EXERCISE INSTRUCTIONS ▸
a) Restate the paragraph of the passage on Mises and methodological individualism that begins "The state is an entity" in a shorter form, keeping its main facts.
b) Retype the part of the passage on Mises and methodological individualism starting with "But the hangman" and going on through "close to acknowledging.".

First we must realize that all actions
are performed by individuals. A collective operates always through the
intermediary of one or several individuals whose actions are related to the
collective as the secondary source… The hangman, not the state, executes a
criminal. (1996, 43)
But the hangman
receives authority from the “state”.
The state is an entity that is bigger than any one person. While any action
requires an individual, the state practically subsumes them when they act as
its agent. Individual action is constrained by the state apparatus. Individuals
might move in and out of the state, but the state remains. This may have been
part of the decisions of particular individuals, but those individuals are
logically replaceable by others. Methodological individualism in the strict
sense that Mises presents it breaks down. But this need not be so if we accept
an interaction between institutions and individuals, which in some instances Mises
comes close to acknowledging.
Mises’s
argument is likely skewed due to his context which appears to have promoted
confusion between political individualism and methodological individualism in
his writing. During his career, he battled collectivist perceptions that had
been common in Germany like the idea of a fatherland, the volk, and so on. These
colloquial references to the collective lack much substance beyond culture. But
many collectives are well formed. This does not prevent Mises from denouncing
analysis of collectives more generally,
It
is illusory to believe that it is possible to visualize collective wholes. They
are never visible; their cognition is always the outcome of the understanding
of the meaning which acting men attribute to their acts. We can see a crowd,
i.e., a multitude of people. Whether this crowd is a mere gathering or a mass
(in the sense in which this term is used in contemporary psychology) or an
organized body or any other kind of social entity is a question which can only
be answered by understanding the meaning which they themselves attach to their
presence. And this meaning is always the meaning of individuals. Not our
senses, but understanding, a mental process, makes us recognize social
entities. (43)

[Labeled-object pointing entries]
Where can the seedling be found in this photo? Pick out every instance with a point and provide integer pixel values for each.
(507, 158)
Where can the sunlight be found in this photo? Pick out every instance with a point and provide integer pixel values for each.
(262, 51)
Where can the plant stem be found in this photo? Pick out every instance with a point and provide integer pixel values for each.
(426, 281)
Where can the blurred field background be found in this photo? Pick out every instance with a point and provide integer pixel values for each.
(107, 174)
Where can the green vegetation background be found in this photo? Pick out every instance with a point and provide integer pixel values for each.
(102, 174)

ANSWERS PER TASK ▸
a) The state is bigger than any one person. Every action needs an individual, but when individuals act as the state's agents, the state practically subsumes them, and the state apparatus constrains what they do. Individuals move in and out of the state while it remains, and they are logically replaceable by others. In the strict sense in which Mises presents it, methodological individualism therefore breaks down. That need not happen if an interaction between institutions and individuals is accepted, and Mises sometimes comes close to acknowledging such an interaction.

b)
But the hangman
receives authority from the “state”.
The state is an entity that is bigger than any one person. While any action
requires an individual, the state practically subsumes them when they act as
its agent. Individual action is constrained by the state apparatus. Individuals
might move in and out of the state, but the state remains. This may have been
part of the decisions of particular individuals, but those individuals are
logically replaceable by others. Methodological individualism in the strict
sense that Mises presents it breaks down. But this need not be so if we accept
an interaction between institutions and individuals, which in some instances Mises
comes close to acknowledging.